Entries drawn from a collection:
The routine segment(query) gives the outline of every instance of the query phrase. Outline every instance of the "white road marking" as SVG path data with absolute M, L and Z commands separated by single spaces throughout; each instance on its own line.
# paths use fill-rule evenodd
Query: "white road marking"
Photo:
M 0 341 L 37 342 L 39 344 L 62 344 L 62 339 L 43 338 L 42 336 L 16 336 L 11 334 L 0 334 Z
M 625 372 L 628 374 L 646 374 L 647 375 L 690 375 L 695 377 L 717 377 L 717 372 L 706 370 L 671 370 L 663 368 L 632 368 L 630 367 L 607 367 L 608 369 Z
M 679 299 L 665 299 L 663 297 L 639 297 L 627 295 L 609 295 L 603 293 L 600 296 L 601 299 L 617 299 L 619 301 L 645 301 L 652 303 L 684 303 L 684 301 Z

* PROBLEM
Gather every line of the listing above that contains the string "marking", treating uppercase and lowercase as different.

* RESULT OF THIS EXERCISE
The routine segment(query) gives the outline of every instance of the query phrase. Outline every instance of the "white road marking" as SVG path data with absolute M, L and Z commands separated by single spaces throughout; each instance on its own line.
Query: "white road marking"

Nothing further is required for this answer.